------ Excerpted data
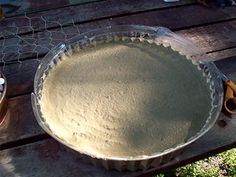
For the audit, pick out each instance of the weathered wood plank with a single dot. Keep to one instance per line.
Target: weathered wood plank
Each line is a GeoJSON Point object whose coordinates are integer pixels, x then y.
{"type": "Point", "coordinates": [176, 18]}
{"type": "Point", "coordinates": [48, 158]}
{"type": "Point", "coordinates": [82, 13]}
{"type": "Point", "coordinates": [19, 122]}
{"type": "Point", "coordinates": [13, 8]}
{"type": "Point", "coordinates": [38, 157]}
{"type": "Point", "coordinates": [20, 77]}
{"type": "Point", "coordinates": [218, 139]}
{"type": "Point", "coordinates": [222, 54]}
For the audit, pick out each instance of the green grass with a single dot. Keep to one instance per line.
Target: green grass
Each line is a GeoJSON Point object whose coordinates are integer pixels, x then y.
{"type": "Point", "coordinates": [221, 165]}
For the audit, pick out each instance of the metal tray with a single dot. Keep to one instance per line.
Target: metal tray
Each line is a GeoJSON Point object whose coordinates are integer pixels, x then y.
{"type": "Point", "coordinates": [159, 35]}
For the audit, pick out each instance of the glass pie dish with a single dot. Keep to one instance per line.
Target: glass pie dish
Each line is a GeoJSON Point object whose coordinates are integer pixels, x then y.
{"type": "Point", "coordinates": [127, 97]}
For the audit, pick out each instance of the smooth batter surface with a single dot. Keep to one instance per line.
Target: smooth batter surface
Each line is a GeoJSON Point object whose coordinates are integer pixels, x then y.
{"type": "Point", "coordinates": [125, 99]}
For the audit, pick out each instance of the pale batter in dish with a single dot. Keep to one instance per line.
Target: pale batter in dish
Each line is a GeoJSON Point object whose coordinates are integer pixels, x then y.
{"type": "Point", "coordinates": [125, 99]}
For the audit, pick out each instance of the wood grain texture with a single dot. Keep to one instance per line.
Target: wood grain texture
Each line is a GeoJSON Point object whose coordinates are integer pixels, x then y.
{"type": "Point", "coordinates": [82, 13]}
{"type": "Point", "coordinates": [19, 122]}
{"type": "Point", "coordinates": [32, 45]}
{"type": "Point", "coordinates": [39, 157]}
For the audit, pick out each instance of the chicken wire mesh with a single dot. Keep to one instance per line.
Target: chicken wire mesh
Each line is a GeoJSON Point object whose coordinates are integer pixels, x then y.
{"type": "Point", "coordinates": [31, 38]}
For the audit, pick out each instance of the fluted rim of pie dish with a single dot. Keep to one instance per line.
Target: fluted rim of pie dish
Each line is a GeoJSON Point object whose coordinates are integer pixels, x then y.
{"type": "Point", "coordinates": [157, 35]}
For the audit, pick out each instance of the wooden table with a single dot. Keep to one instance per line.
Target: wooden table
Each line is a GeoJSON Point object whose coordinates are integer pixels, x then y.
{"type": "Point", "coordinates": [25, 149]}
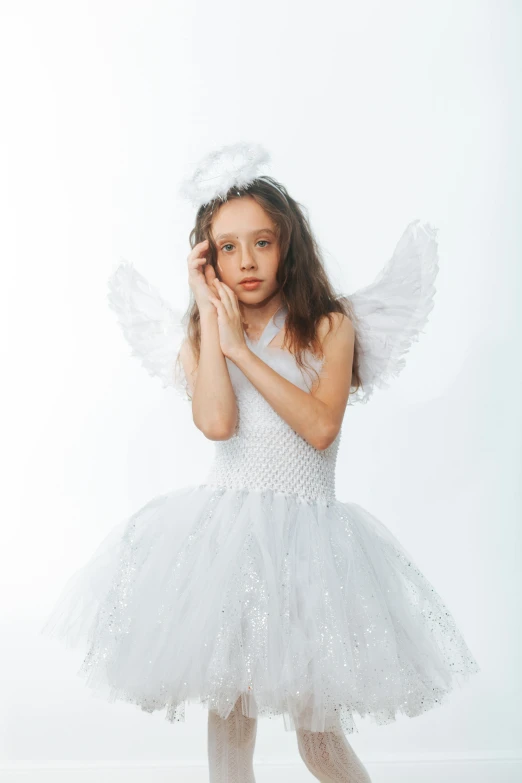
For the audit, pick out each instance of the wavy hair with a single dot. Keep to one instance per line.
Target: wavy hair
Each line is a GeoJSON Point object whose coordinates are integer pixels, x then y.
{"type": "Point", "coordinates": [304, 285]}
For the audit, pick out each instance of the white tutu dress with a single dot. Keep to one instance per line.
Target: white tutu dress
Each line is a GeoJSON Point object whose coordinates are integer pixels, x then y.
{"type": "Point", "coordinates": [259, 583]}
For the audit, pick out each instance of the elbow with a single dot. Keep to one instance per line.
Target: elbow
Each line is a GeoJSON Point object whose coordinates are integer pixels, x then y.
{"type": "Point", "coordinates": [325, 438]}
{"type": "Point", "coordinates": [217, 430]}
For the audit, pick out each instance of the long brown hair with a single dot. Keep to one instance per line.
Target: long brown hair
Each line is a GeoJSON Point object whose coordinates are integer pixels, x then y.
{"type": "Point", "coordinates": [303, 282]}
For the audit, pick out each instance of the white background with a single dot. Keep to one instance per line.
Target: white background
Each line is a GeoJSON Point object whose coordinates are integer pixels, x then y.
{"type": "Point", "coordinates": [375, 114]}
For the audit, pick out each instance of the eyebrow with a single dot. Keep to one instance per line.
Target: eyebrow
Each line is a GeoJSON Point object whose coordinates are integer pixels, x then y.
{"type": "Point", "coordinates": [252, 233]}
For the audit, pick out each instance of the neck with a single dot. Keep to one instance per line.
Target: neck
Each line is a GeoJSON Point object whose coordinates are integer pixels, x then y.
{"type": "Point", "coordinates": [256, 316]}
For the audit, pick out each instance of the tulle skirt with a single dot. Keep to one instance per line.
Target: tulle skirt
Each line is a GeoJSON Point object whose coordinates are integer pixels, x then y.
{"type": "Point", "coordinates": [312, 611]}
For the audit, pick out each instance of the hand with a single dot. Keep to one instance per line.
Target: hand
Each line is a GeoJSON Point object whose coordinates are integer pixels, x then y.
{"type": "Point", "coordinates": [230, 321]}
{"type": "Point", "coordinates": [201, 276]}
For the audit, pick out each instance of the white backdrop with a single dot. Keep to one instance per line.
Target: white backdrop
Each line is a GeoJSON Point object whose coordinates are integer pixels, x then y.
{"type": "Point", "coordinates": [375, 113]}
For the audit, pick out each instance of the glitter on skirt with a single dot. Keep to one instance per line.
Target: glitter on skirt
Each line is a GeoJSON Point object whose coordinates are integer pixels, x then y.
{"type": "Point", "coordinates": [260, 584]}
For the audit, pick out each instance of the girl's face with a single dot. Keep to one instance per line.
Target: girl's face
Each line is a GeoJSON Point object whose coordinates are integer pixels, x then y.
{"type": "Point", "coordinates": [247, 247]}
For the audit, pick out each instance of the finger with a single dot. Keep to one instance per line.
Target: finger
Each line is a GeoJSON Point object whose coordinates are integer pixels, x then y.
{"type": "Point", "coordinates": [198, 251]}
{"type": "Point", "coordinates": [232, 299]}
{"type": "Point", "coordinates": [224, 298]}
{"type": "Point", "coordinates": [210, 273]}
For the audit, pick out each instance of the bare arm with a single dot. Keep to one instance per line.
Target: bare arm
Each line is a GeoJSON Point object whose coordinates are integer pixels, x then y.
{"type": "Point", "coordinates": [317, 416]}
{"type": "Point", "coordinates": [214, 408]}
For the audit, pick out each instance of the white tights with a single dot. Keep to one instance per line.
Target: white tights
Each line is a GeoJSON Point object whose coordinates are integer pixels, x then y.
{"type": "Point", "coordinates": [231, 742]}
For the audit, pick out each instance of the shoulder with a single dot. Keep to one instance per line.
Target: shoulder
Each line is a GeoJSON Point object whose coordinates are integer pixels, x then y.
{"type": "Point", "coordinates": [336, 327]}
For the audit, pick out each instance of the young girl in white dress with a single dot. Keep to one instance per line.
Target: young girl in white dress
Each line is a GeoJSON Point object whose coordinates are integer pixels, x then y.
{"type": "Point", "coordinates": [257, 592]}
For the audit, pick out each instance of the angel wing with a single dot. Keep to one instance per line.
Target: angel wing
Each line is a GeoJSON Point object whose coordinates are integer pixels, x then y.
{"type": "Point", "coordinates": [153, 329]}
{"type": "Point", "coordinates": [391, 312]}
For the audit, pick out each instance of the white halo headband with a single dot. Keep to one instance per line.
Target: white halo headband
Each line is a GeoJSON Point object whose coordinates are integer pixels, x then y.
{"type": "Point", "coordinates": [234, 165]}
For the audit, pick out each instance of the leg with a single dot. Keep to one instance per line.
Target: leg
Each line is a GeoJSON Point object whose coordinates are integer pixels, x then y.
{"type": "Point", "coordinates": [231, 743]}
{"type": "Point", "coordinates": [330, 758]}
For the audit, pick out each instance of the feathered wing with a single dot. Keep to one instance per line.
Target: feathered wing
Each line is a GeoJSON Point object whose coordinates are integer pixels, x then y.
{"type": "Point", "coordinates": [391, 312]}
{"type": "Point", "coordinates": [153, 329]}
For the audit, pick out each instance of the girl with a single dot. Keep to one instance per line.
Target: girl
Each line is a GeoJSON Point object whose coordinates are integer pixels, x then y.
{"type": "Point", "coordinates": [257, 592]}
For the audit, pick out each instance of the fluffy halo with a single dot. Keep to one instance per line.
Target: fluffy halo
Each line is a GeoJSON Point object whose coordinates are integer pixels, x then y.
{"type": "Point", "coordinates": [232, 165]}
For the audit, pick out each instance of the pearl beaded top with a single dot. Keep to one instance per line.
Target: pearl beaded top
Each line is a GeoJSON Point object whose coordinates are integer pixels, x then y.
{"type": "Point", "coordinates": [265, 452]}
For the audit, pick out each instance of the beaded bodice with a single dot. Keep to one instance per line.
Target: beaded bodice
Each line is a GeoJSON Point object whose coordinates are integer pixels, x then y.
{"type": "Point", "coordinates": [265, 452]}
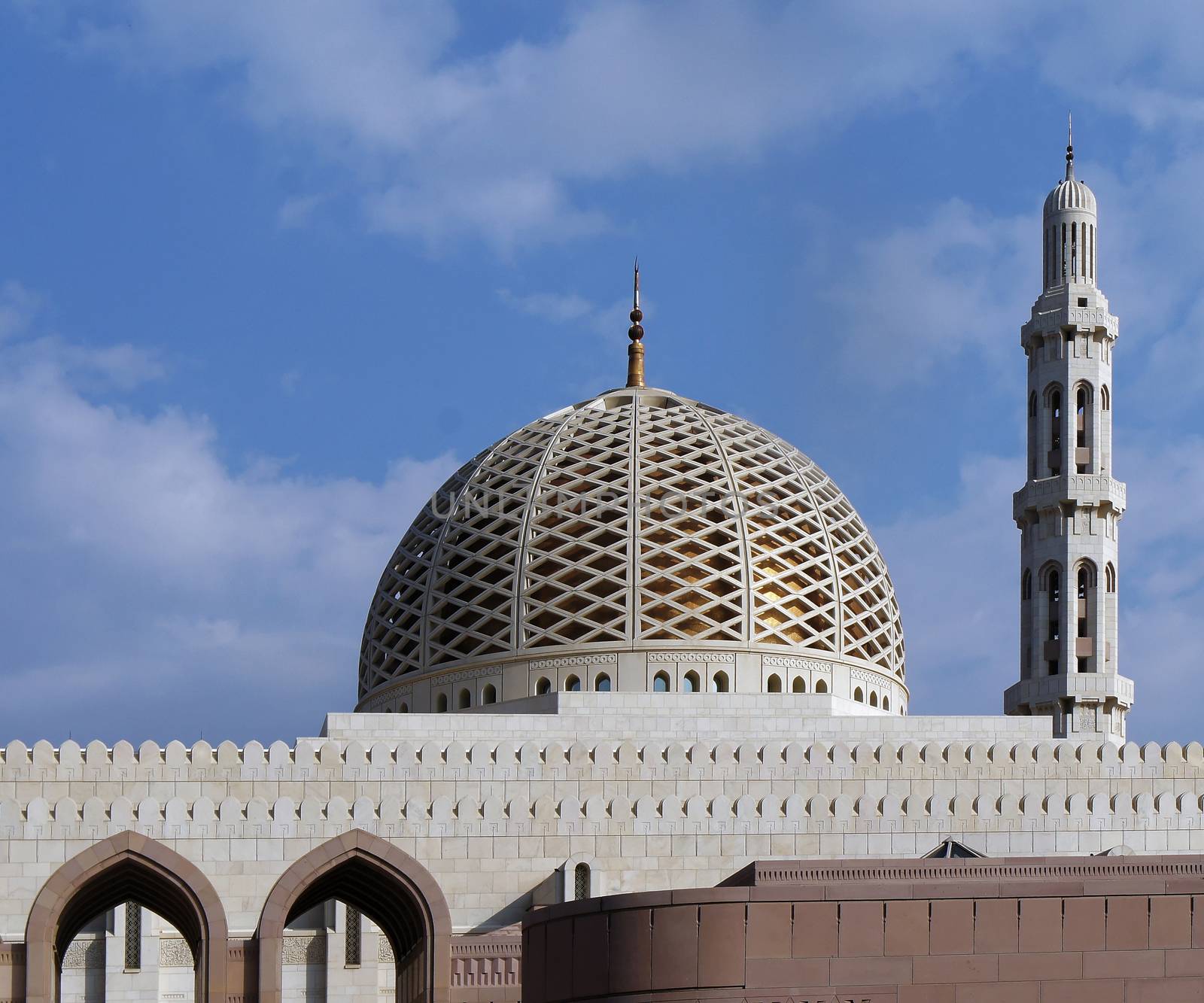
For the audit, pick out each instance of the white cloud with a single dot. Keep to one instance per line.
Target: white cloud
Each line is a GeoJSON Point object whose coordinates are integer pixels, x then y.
------------
------ Excerpted data
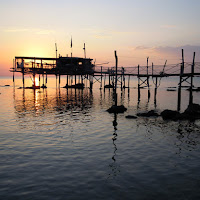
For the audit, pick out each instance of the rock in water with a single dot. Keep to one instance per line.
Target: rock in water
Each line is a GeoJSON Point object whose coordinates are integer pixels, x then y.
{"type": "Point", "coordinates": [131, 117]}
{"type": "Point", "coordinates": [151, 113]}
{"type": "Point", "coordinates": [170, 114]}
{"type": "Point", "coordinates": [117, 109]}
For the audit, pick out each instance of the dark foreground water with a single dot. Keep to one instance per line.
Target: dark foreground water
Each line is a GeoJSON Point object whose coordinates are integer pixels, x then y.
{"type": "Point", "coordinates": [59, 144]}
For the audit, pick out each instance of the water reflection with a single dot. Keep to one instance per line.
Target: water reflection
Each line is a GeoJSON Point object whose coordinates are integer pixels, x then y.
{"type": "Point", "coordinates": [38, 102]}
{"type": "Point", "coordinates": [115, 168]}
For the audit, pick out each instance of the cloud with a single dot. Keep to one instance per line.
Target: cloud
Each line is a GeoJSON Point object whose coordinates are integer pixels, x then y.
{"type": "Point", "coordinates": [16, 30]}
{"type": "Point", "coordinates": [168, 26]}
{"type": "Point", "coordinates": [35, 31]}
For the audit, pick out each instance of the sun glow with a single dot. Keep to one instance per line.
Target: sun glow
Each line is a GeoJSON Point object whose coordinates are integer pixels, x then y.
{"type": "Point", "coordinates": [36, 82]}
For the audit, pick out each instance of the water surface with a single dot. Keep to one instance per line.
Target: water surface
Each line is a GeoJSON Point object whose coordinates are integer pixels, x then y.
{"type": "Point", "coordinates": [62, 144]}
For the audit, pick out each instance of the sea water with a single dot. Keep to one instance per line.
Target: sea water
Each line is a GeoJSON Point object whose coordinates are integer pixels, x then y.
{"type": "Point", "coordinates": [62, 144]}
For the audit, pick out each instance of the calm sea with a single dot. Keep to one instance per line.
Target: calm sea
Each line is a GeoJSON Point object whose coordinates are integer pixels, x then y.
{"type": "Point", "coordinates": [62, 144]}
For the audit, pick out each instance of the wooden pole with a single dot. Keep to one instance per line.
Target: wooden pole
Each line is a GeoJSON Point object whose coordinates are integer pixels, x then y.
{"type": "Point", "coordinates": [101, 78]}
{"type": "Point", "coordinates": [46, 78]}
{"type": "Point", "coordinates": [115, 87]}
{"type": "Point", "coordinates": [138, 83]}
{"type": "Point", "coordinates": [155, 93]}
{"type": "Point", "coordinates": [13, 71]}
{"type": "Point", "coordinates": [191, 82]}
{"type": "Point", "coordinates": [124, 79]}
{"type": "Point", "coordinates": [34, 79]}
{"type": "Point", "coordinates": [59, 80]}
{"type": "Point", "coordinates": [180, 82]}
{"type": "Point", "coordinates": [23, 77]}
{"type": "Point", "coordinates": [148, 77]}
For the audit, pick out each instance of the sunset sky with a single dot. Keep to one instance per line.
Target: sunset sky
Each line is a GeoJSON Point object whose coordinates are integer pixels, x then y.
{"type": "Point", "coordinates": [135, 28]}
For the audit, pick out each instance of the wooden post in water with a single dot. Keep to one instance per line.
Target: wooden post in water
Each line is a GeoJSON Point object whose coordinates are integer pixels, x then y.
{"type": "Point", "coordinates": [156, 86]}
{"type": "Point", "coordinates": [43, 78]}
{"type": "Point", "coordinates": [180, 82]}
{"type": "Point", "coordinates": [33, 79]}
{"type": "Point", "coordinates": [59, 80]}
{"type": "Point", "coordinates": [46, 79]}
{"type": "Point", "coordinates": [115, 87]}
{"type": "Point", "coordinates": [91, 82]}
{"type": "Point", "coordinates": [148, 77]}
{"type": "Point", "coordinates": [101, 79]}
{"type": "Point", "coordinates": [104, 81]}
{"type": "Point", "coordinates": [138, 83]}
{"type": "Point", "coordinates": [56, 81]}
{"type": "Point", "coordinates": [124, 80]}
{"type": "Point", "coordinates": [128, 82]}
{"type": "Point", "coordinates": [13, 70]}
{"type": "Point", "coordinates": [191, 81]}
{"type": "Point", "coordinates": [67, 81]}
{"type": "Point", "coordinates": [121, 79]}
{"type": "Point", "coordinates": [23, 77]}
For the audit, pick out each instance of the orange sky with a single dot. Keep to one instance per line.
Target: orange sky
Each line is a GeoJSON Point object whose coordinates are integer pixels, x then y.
------------
> [What is asked]: State only the number of lines in the material above that contain the string "mesh".

> [Output for this task]: 2